- **Source passage**:
And often, government statistics can make damn lies look downright agreeable. Take, for example, the new numbers out on the cost of Referendum C.

Endlessly, we were told the measure would only cost an “estimated” 3.7 billion dollars – about $70 per person.

An “estimate” is an approximate judgment or calculation. What we have in this case is what you, in the real world, might be inclined to call a “guesstimation” or a perhaps, a politically motivated “crock.”

How do I know? Well, recently, the nonpartisan Legislative Council revised its estimate of Referendum C’s cost from $3.7 billion to $4.7 billion. Just this fiscal year, the state collected around $300 million more than expected.

Remember, it’s a year since the vote.

I realize a billion dollars doesn’t go as far as it used to, and what’s a few hundred million between friends? But even supporters of C would have to concede that a billion dollars might have changed some votes. At the very least, the truth about these rickety “estimates” would have left them suspicious.

“Forecasters are routinely wrong,” explains John Williams, a staff economist at the Tax Foundation, a nonpartisan tax research group based in Washington, D.C. “A lot of these revenue forecasters have a thankless job. Most often they do the best they can do. You can’t really model human behavior. We see this on the federal government all the time.”

So who knows what the price tag of Referendum C will be when it’s all said and done? Apparently no one.

Mike Mauer, the Legislative Council’s chief economist, has the thankless job of coming up with numbers for the “blue book.” He tells me, in essence, that the economy is fickle and, well, they do their best.

But Mauer never campaigned for Referendum C. That can’t be said of Gov. Bill Owens’ budget director, Henry Sobanet, who, miraculously, always seems to brandish numbers that bolster whatever position the governor happens to be taking at the time.

For instance, despite the council’s current cost estimate of $4.7 billion, Sobanet now “estimates” that the cost to taxpayers will only be $3.9 billion because – get this – he knows that there will be a recession by 2010.

- **Dataset**:
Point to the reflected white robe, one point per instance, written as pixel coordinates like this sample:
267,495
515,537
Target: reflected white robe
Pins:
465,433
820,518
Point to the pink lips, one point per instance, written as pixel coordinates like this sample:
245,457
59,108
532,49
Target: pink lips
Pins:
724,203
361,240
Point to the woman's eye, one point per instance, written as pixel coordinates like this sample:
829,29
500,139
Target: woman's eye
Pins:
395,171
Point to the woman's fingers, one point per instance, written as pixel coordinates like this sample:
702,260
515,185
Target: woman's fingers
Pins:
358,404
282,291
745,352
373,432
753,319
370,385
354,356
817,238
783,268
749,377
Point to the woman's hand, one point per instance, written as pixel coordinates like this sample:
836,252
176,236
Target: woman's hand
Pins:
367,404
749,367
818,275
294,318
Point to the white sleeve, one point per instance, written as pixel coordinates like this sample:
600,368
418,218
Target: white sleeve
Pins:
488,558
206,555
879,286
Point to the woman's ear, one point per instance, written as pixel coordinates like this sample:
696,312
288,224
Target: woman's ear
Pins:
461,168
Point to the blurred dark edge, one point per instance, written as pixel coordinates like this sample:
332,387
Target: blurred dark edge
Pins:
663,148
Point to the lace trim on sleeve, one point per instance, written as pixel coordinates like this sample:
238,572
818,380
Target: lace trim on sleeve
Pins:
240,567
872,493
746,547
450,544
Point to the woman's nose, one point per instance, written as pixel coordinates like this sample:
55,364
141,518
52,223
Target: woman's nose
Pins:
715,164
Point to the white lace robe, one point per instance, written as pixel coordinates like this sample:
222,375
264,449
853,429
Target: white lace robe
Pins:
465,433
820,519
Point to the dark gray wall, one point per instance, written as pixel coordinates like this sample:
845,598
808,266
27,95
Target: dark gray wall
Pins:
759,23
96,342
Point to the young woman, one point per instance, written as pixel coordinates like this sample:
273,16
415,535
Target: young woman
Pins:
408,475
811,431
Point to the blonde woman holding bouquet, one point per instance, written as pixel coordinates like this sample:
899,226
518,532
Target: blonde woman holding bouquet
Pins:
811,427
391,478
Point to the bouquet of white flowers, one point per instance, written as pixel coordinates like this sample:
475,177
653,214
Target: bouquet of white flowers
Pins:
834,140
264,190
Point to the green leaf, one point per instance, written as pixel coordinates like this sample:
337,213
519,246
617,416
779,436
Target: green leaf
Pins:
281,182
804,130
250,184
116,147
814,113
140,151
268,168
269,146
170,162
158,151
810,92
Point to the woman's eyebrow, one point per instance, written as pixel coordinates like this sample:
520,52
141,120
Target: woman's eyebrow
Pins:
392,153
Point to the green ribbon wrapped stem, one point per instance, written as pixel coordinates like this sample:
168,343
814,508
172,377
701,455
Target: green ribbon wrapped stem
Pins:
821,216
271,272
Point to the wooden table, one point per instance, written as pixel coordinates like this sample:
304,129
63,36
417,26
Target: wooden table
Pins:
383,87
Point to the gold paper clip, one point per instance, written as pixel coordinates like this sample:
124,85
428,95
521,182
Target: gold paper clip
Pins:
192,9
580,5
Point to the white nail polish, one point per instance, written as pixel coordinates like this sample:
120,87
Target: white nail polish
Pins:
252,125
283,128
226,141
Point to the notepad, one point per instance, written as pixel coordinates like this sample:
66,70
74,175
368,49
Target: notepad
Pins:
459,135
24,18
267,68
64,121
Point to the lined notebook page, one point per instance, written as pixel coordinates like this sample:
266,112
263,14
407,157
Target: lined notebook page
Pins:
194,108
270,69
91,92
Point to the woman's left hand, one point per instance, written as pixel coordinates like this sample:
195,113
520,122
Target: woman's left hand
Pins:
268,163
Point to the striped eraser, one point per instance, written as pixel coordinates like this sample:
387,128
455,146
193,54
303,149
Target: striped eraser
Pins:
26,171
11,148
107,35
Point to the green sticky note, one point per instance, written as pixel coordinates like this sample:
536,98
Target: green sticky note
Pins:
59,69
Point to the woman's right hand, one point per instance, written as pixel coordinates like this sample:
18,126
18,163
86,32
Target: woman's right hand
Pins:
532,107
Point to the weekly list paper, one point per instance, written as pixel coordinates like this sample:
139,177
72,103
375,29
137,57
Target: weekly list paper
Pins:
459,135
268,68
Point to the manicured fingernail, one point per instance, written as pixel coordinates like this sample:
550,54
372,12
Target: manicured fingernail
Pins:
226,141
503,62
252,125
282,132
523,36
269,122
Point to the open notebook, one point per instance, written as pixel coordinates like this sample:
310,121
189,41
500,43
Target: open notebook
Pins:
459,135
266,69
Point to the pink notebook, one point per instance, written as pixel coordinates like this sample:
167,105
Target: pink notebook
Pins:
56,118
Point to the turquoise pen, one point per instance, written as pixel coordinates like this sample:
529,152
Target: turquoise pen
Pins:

- **List of tasks**:
**A)** Transcribe the part of the Referendum C passage between "But Mauer never" and "recession by 2010.", inclusive.
**B)** Go on with the column about the cost of Referendum C, starting after its final sentence.

- **Task responses**:
**A)**
But Mauer never campaigned for Referendum C. That can’t be said of Gov. Bill Owens’ budget director, Henry Sobanet, who, miraculously, always seems to brandish numbers that bolster whatever position the governor happens to be taking at the time.

For instance, despite the council’s current cost estimate of $4.7 billion, Sobanet now “estimates” that the cost to taxpayers will only be $3.9 billion because – get this – he knows that there will be a recession by 2010.

**B)**
Williams, of the Tax Foundation, though he hasn’t seen Sobanet’s model, says that it’s unorthodox to include a recession in such a projection. No one he knows sees a major recession coming.

One wonders, with his gift of clairvoyance, why Sobanet isn’t chairman of the Federal Reserve – or, at the very least, running one of those psychic storefronts on Federal Boulevard.

When I ask him about the near-billion- dollar discrepancy, Sobanet explains that small numbers can compound into large differences in projections. He goes on to say that “we’ll just have to see” which projection is right.

What is this? Las Vegas?

In any event, the news of hundreds of millions of extra dollars flowing their way has some, like Democratic Speaker of the House Andrew Romanoff, clicking their heels. Colorado is back, he says.

No. Colorado never went anywhere. Citizens don’t measure success by the amount of their money government can spend for them, but rather by the amount of money they’re spending on their own family.

So will Romanoff, or anyone else, answer for the distortions of the Referendum C campaign? Of course not.

In fact, Owens – whose rating in Cato Institute’s Fiscal Policy Report Card on America’s Governors went from an A to a D this year because of his stand on C – is now featured in a Maine commercial touting the benefits of a Taxpayer Bill of Rights.

Maine residents would be prudent to pass their own version of TABOR, but why they would listen to Owens on this issue is a complete mystery.

Sort of like some of the statistics that come out of his office.